* _What to produce_: Down to the final line, print the records again exactly.

Natural language region descriptions:
►

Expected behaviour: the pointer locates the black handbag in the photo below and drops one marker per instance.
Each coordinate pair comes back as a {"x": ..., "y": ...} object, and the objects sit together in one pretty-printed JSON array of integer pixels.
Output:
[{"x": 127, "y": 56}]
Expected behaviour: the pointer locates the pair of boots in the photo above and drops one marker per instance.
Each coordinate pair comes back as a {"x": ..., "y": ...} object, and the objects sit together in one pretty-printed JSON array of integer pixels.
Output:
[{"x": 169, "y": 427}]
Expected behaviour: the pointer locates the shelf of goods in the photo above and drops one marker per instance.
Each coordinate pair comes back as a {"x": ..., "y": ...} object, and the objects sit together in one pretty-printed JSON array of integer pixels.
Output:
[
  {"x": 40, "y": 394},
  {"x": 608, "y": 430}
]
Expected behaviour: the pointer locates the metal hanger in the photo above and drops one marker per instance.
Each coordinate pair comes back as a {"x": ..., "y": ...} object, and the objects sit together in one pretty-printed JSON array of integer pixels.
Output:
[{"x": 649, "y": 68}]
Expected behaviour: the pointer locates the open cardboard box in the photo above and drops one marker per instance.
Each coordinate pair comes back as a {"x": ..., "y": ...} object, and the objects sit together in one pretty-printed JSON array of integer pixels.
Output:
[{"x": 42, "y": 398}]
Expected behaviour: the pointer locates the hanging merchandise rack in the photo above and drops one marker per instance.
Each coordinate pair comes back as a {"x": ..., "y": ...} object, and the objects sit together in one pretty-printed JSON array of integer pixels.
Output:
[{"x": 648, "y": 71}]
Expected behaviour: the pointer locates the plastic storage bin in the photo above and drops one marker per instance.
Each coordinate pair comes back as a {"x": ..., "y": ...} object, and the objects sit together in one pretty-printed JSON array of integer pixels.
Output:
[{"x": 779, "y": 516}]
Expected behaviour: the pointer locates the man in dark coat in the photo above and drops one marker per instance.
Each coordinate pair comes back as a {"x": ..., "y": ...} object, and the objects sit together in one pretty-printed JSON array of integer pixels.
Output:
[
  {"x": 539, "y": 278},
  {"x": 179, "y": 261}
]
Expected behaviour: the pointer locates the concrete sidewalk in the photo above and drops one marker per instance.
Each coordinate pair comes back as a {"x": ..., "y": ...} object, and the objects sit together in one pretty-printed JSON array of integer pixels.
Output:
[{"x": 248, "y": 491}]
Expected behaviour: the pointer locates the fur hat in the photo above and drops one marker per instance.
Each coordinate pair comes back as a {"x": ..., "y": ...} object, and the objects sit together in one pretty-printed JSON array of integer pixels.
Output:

◄

* _Solution to this task_:
Expected behaviour: the pointer locates the black handbag in the photo below and drops one marker per instance.
Each coordinate pair comes back as a {"x": ..., "y": ...} object, and the objects sit together in one pretty-printed JSON array of integer pixels.
Output:
[{"x": 127, "y": 56}]
Expected behaviour: the pointer locates the pair of boots in the photo above and drops one marker per instance.
Each coordinate pair comes back as a {"x": ..., "y": ...} object, and the objects sit together in one pretty-printed JSON array of integer pixels.
Output:
[{"x": 169, "y": 427}]
Expected behaviour: the pointer locates the shelf of goods in the photo above and drops one marker per instance.
Each coordinate pair comes back as a {"x": ..., "y": ...} object, and the objects sit together in one pretty-printed JSON array of integer pixels.
Output:
[
  {"x": 40, "y": 394},
  {"x": 608, "y": 430}
]
Expected behaviour: the pointer locates the metal hanger in the photo above and drops one marker per instance.
Each coordinate pair comes back as a {"x": ..., "y": ...} object, and the objects sit together in one pretty-printed JSON array of integer pixels.
Output:
[{"x": 649, "y": 68}]
Expected behaviour: the pointer locates the open cardboard box in the photo above and drops one marker per instance.
Each coordinate pair comes back as a {"x": ..., "y": ...} object, and the objects sit together in one pretty-printed JSON array of integer pixels.
Output:
[{"x": 42, "y": 398}]
Expected behaviour: the pointer locates the hanging merchandise rack in the photo above and drops one marker per instance.
Each coordinate pair comes back as a {"x": ..., "y": ...} object, and the objects sit together in one pretty-printed JSON array of integer pixels.
Output:
[{"x": 648, "y": 71}]
Expected behaviour: the pointer locates the plastic storage bin in the photo above and drops one marker per instance.
Each coordinate pair comes back as a {"x": ..., "y": ...} object, and the objects sit together in one pretty-printed JSON array of integer pixels.
Output:
[{"x": 779, "y": 516}]
Expected behaviour: the pointer locates the man in dark coat in the photo above and drops one marker per instance.
Each coordinate pair comes back as a {"x": ..., "y": ...} object, and the objects sit together in one pretty-printed JSON array of integer pixels.
Output:
[
  {"x": 539, "y": 278},
  {"x": 179, "y": 261}
]
Expected behaviour: the pointer locates the concrete sidewalk in the photo above and drops one marker per instance.
Each coordinate pair comes back as a {"x": ..., "y": ...} object, and the objects sit together in one pretty-printed JSON array of integer pixels.
Output:
[{"x": 248, "y": 491}]
Expected behaviour: the pointer locates the fur hat in the photo above and drops one marker per instance.
Each coordinate pair comes back as a {"x": ..., "y": ...} object, and the objects sit together in one pretty-printed JSON array of integer pixels.
Output:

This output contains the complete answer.